**Extracted text:**
RAID systems (Redundant Arrays of Inexpensive Disks) have dominated backend
storage systems for more than two decades and have grown continuously in size
and complexity. Currently they face unprecedented challenges from data intensive
applications such as image processing, transaction processing and data warehousing.
As the size of RAID systems increases, designers are faced with both performance and
reliability challenges. These challenges include limited back-end network bandwidth,
physical interconnect failures, correlated disk failures and long disk reconstruction
time.
This thesis studies the scalability of RAID systems in terms of both performance
and reliability through simulation, using a discrete event driven simulator for RAID
systems (SIMRAID) developed as part of this project. SIMRAID incorporates two
benchmark workload generators, based on the SPC-1 and Iometer benchmark specifications.
Each component of SIMRAID is highly parameterised, enabling it to explore
a large design space. To improve the simulation speed, SIMRAID develops a set of
abstraction techniques to extract the behaviour of the interconnection protocol without
losing accuracy. Finally, to meet the technology trend toward heterogeneous storage
architectures, SIMRAID develops a framework that allows easy modelling of different
types of device and interconnection technique.

**Recorded data:**
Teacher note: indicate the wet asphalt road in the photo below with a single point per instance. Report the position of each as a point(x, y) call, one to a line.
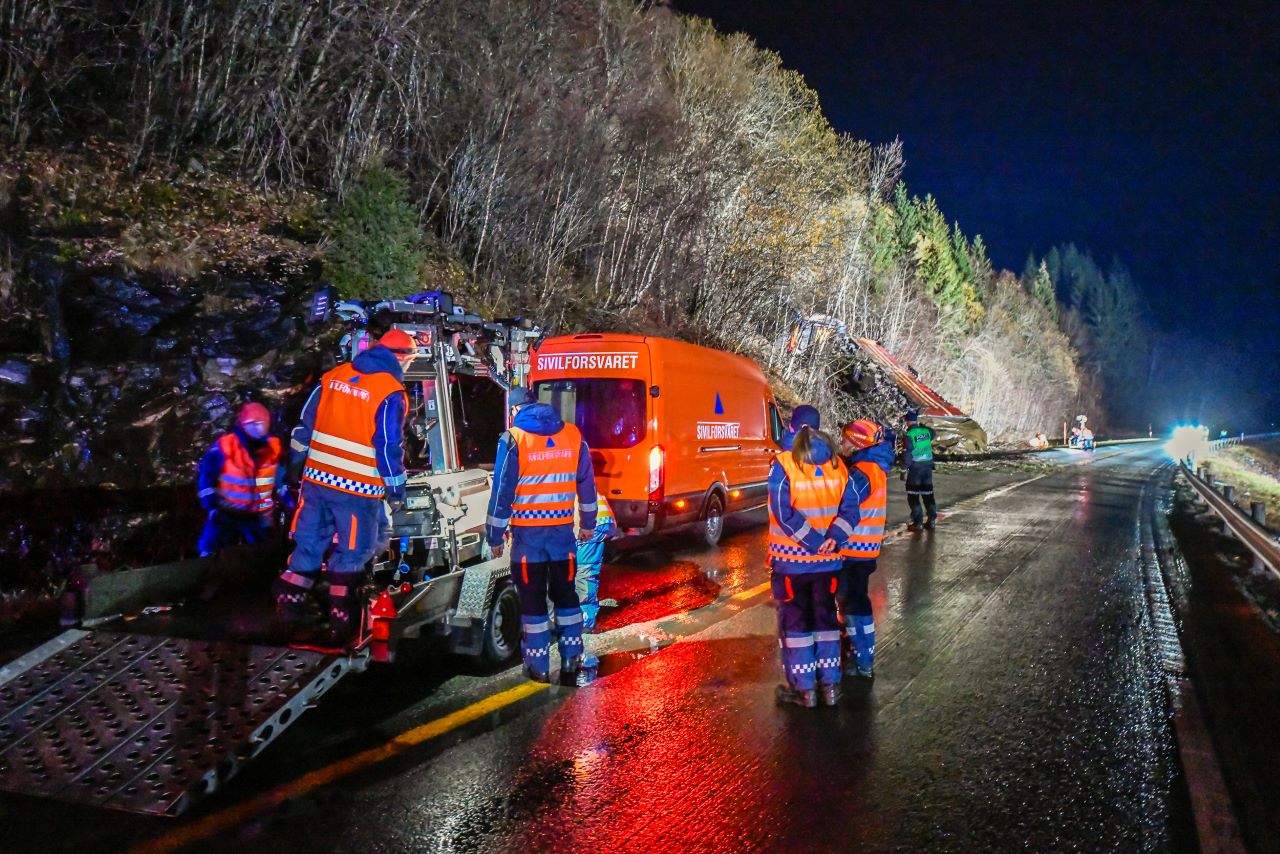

**Directive 1:** Translate this sentence from the RAID scalability abstract into Spanish: "Each component of SIMRAID is highly parameterised, enabling it to explore a large design space."
**Directive 2:** Pick up the RAID scalability abstract after its last sentence and keep writing it.

**Right answer 1:** Cada componente de SIMRAID está altamente parametrizado, lo que le permite explorar un amplio espacio de diseño.

**Right answer 2:**
Simulation experiments were first carried out on performance aspects of scalability.
They were designed to answer two questions: (1) given a number of disks, which
factors affect back-end network bandwidth requirements; (2) given an interconnection
network, how many disks can be connected to the system. The results show that
the bandwidth requirement per disk is primarily determined by workload features and
stripe unit size (a smaller stripe unit size has better scalability than a larger one), with
cache size and RAID algorithm having very little effect on this value. The maximum
number of disks is limited, as would be expected, by the back-end network bandwidth.
Studies of reliability have led to three proposals to improve the reliability and scalability
of RAID systems. Firstly, a novel data layout called PCDSDF is proposed.
PCDSDF combines the advantages of orthogonal data layouts and parity declustering
data layouts, so that it can not only survivemultiple disk failures caused by physical interconnect
failures or correlated disk failures, but also has a good degraded and rebuild
performance. The generating process of PCDSDF is deterministic and time-efficient.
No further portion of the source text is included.